[EXERCISE DATA]
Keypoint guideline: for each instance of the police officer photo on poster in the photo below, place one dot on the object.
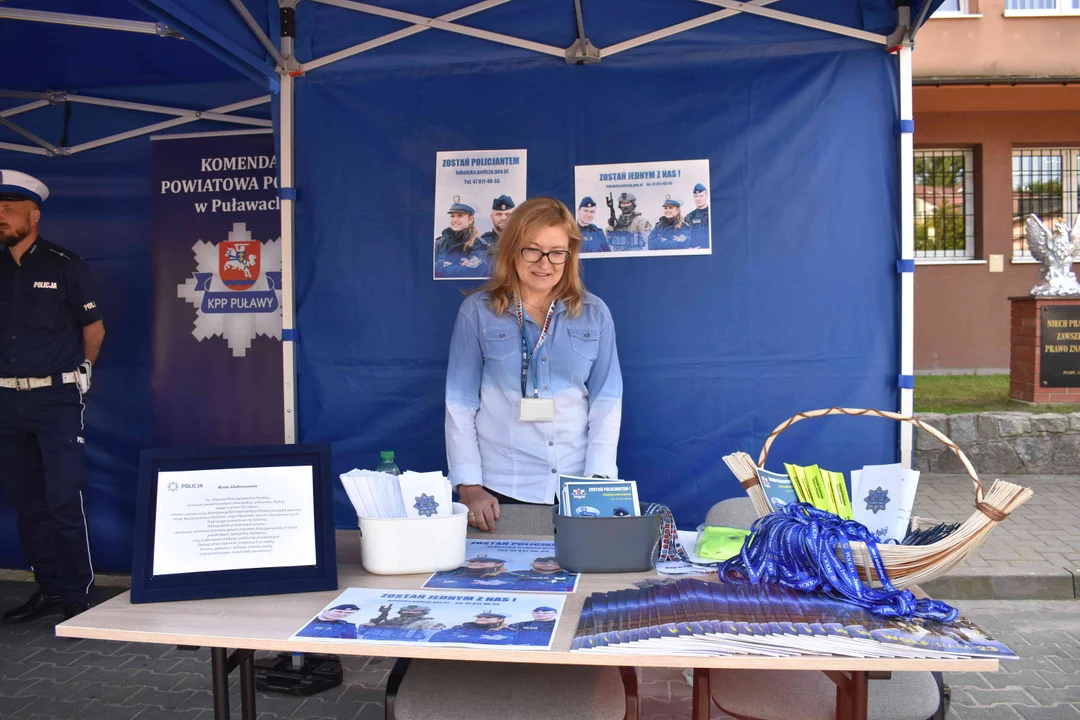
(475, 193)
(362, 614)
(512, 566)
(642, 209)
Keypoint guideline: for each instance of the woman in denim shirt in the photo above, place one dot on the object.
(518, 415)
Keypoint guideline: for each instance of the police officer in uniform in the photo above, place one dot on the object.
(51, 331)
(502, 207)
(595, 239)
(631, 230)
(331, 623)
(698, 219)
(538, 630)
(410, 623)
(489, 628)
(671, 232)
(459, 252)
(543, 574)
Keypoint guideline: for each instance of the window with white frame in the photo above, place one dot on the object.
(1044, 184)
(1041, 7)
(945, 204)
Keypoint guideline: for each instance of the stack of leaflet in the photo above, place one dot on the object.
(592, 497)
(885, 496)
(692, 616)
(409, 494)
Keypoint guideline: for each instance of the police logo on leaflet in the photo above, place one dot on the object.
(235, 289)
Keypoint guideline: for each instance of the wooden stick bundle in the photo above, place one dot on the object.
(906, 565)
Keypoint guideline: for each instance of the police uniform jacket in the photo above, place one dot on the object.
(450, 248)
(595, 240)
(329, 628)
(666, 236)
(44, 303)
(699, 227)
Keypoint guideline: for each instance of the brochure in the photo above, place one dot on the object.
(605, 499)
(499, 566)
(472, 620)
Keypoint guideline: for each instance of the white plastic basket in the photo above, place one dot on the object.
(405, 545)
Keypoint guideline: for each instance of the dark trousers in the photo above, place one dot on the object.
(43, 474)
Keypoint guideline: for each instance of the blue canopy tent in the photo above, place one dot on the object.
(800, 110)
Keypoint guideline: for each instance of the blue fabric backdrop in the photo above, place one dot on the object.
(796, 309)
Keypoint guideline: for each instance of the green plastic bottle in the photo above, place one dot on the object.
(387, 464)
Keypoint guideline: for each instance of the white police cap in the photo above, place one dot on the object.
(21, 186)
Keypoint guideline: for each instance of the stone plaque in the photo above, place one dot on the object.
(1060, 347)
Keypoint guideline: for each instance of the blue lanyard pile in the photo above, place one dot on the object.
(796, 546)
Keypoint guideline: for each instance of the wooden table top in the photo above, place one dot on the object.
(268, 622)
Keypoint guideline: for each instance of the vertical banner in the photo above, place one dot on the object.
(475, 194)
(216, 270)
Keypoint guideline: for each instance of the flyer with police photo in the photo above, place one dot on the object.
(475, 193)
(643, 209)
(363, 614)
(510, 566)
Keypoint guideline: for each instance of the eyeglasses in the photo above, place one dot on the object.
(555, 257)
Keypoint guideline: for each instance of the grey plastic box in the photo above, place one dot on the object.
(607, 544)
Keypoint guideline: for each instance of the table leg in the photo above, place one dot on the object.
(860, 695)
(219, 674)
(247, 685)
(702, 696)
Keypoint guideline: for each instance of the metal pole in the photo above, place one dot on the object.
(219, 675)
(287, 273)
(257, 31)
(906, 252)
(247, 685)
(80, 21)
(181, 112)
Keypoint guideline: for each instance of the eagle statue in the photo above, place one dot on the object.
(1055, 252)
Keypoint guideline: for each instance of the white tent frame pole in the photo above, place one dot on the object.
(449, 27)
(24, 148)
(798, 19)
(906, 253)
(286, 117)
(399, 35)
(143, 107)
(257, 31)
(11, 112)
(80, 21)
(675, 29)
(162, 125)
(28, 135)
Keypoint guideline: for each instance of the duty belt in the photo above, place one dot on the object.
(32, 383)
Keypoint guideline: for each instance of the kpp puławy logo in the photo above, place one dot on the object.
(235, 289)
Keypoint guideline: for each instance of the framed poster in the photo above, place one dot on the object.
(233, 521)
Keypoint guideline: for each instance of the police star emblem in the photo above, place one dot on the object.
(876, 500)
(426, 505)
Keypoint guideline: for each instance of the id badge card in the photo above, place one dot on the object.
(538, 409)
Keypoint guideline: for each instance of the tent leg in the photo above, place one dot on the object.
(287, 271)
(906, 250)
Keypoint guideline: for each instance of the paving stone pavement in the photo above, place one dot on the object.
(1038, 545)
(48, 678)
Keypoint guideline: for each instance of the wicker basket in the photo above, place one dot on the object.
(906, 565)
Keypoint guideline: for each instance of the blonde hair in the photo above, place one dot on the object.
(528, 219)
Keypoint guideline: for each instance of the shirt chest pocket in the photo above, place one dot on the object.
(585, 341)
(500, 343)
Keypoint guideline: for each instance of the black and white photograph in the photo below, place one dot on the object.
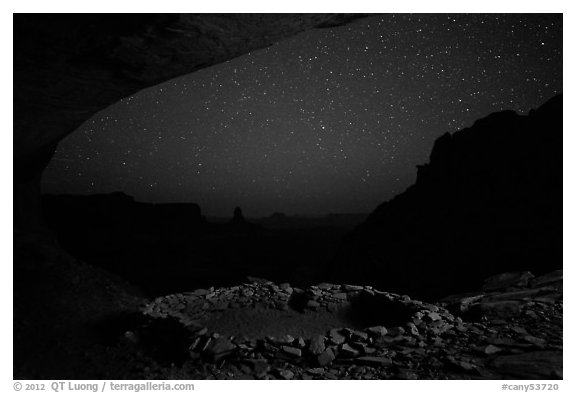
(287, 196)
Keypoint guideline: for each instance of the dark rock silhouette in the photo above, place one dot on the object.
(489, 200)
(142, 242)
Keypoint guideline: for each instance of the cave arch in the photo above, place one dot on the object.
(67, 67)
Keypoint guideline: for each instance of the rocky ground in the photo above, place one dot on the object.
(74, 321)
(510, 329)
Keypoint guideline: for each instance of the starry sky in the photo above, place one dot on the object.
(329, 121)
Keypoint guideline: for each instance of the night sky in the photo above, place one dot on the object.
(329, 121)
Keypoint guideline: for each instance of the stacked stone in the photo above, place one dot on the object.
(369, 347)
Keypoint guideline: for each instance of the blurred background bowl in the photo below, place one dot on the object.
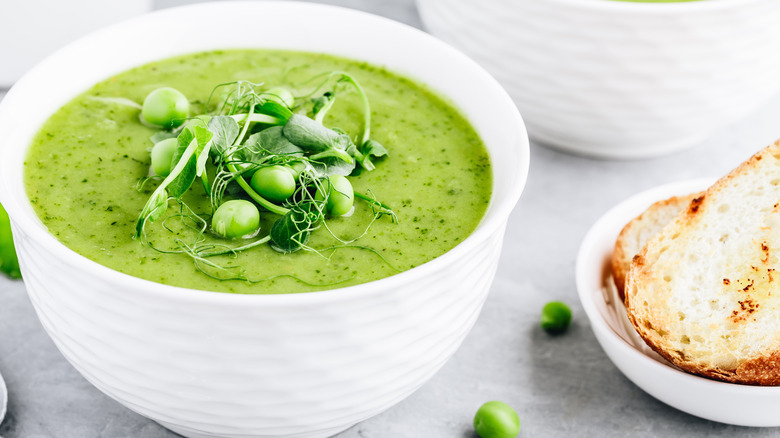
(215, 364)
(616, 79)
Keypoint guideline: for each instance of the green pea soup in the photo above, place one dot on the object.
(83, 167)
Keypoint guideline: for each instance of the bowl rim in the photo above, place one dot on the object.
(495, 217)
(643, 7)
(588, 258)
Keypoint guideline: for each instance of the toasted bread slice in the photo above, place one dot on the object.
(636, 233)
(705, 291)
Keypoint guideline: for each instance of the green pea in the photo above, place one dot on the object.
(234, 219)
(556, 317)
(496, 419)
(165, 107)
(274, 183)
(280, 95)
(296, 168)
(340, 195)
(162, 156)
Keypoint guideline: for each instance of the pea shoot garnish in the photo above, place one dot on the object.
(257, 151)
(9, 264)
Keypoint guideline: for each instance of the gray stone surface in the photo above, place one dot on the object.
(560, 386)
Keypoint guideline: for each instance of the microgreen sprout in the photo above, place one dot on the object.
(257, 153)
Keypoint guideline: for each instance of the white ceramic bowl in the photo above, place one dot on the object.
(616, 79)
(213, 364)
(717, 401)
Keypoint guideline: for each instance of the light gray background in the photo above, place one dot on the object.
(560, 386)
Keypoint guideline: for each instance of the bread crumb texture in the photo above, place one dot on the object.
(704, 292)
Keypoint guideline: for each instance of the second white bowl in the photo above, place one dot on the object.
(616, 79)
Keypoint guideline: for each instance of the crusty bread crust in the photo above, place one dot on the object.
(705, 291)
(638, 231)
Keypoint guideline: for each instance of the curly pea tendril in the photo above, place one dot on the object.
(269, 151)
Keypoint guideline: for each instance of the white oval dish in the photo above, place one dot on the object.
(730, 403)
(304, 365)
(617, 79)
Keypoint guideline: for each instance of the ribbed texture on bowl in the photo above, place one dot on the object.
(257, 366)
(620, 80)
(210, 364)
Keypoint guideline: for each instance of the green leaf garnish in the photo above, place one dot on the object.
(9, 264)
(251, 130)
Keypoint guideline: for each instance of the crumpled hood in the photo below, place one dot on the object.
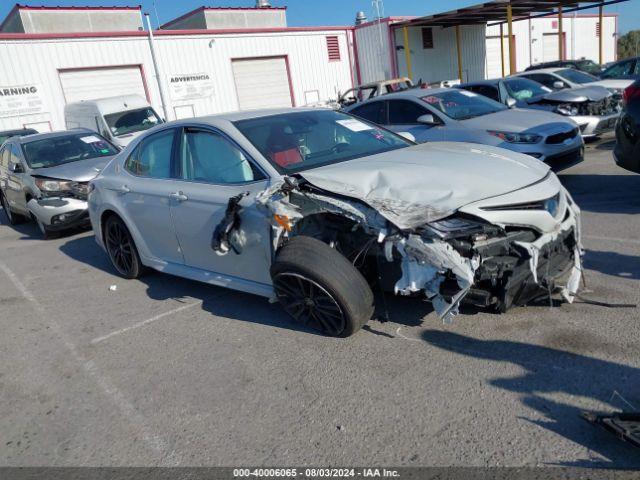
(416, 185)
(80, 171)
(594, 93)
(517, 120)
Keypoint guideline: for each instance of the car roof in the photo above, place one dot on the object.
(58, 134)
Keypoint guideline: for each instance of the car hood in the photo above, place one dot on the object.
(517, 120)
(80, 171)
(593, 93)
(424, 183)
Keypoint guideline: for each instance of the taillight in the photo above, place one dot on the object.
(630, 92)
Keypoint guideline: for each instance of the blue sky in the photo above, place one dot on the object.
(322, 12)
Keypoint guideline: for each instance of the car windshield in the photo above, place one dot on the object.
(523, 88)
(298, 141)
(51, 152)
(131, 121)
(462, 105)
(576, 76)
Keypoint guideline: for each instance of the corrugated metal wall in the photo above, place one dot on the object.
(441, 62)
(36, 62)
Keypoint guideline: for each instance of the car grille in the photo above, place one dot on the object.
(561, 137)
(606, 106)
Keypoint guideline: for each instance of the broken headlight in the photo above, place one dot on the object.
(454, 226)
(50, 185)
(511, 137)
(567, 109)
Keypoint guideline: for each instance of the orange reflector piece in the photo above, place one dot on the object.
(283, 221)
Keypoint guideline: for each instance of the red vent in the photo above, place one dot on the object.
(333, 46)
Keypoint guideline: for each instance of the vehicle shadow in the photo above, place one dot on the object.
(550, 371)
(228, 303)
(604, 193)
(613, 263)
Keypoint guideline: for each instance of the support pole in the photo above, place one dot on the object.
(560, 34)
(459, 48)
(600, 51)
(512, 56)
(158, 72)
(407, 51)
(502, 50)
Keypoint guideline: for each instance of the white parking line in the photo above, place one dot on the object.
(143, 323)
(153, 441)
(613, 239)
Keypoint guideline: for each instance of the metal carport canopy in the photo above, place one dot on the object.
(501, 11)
[/EXERCISE DATA]
### TASK OBJECTIVE
Begin at the line containing "Keypoint guideline: for each instance of the white parking" and reproduce every line through the last one in the records above, exactly.

### SOLVED PROBLEM
Keypoint guideline: for each instance of the white parking line in the photo above, place one dot on the object.
(143, 323)
(153, 441)
(613, 239)
Keypoint guideline: for each instance of the metal carport canopy in the photo above, place one dot on the object.
(501, 11)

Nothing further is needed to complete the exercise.